_The tasks_
[a] In the Hurst shifter thread, what price is listed for the 1968-72 AT shifter plate?
[b] Decide whether each statement agrees with the Hurst shifter thread, answering yes or no and quoting the words that decide it: (i) The RPU200 shifter plate is listed for 1964-66. (ii) The correct shifter adapter moves the shifter farther left than the one installed. (iii) The original poster later reports having ordered the plate.
::: Provided passage :::
# Got an issue with OEM hurst shifter



## xconcepts (Jan 4, 2009)

OK so I have been trying to reinstall the OEM hurst shifter. I pulled the quick shift and had no problem putting the OEM one one. However, something is wrong cause the center console will not fit. 

I pulled the shifter adapter off thinking it was the reason, but I cannot get 2 holes to line up. So do I have the wrong shifter linkage or am I doing something wrong? It does appear that the floor was cut to move the linkage. BTW the chrome stuff is new heat dampiner I just put down.


----------



## freethinker (Nov 14, 2009)

that is not the correct shifter adapter. the correct one does not move the shifter that far left.

py also has them repo if you cant find one:
RPU200 1964-66 SHIFTER PLATE, 4-speed w/ nut......................$29.00
Has 2 small holes through big center cutout!!
RPU202 1967-72 SHIFTER PLATE, 4-speed w/ nut......................$29.00
RPU202A SHIFT PLATE- HURST COMP.........................................$20.00
RPU203 1968-72 AT SHIFTER PLATE...........................................$27.00


----------



## Eric Animal (Oct 28, 2007)

:agree Contact Pete Serio at Precision Pontiac, he will set you straight and can probably supply the parts you need!!! Precision Pontiac Home Page tell him Eric Aull (all) sent you! Eric


----------



## xconcepts (Jan 4, 2009)

I got the plate ordered, but need to see if anyone knows if the bolt and plate that is missing from the shifter is a big deal. You can see where its missing in the 2nd and 3rd pic.
::: Records supplied :::
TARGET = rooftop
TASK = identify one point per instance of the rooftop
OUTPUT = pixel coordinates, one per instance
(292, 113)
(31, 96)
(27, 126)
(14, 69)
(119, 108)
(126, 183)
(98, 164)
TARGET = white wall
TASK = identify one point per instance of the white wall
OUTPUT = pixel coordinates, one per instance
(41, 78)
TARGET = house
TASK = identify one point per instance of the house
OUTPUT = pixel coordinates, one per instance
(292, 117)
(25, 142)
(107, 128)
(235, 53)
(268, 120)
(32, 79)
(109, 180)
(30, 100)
:::
::: Records supplied :::
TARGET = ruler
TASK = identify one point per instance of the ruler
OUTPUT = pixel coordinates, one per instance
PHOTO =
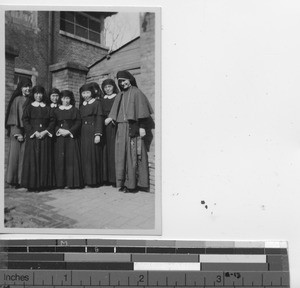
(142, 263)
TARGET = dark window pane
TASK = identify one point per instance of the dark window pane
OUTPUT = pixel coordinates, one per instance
:::
::: Records supplied :::
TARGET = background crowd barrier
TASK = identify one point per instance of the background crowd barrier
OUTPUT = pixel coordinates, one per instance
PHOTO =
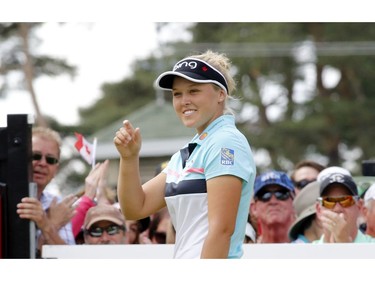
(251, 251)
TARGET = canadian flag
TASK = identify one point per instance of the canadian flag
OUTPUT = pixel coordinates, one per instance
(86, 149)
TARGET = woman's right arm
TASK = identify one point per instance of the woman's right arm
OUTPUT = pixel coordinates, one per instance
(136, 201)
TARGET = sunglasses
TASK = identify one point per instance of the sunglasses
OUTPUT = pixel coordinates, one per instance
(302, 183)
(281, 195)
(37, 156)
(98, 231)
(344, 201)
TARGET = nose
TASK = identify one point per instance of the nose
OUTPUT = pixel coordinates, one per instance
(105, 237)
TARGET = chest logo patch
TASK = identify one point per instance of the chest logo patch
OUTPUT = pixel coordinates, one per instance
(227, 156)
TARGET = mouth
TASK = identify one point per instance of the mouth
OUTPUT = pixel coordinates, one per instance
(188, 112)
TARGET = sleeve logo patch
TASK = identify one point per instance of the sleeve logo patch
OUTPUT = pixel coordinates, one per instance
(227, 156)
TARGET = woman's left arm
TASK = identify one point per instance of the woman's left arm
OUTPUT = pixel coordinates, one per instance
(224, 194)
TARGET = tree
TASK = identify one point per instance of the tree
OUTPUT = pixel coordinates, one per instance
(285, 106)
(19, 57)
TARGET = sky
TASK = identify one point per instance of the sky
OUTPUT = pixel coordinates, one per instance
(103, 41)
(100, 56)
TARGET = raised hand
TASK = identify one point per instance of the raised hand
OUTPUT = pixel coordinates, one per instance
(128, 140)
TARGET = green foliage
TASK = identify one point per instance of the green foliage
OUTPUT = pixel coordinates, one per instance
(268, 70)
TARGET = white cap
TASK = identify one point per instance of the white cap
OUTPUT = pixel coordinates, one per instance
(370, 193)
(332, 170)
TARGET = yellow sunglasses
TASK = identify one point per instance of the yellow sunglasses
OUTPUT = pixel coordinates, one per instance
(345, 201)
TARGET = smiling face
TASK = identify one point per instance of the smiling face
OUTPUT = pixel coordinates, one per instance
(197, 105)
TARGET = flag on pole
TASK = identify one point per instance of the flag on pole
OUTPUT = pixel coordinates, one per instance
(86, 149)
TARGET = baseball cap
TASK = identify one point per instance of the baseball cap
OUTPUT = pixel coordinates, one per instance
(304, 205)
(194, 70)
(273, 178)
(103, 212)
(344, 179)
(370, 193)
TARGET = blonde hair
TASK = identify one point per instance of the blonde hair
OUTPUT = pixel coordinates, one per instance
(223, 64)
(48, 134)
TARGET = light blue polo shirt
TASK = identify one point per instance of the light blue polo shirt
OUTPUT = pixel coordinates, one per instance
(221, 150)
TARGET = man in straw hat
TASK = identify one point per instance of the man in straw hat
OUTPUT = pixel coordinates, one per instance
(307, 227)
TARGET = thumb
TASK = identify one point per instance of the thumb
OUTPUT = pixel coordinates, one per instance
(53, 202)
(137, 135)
:::
_The solutions_
[a] $27.00

[b]
(i) Yes: "RPU200 1964-66 SHIFTER PLATE, 4-speed w/ nut"
(ii) No: "the correct one does not move the shifter that far left."
(iii) Yes: "I got the plate ordered"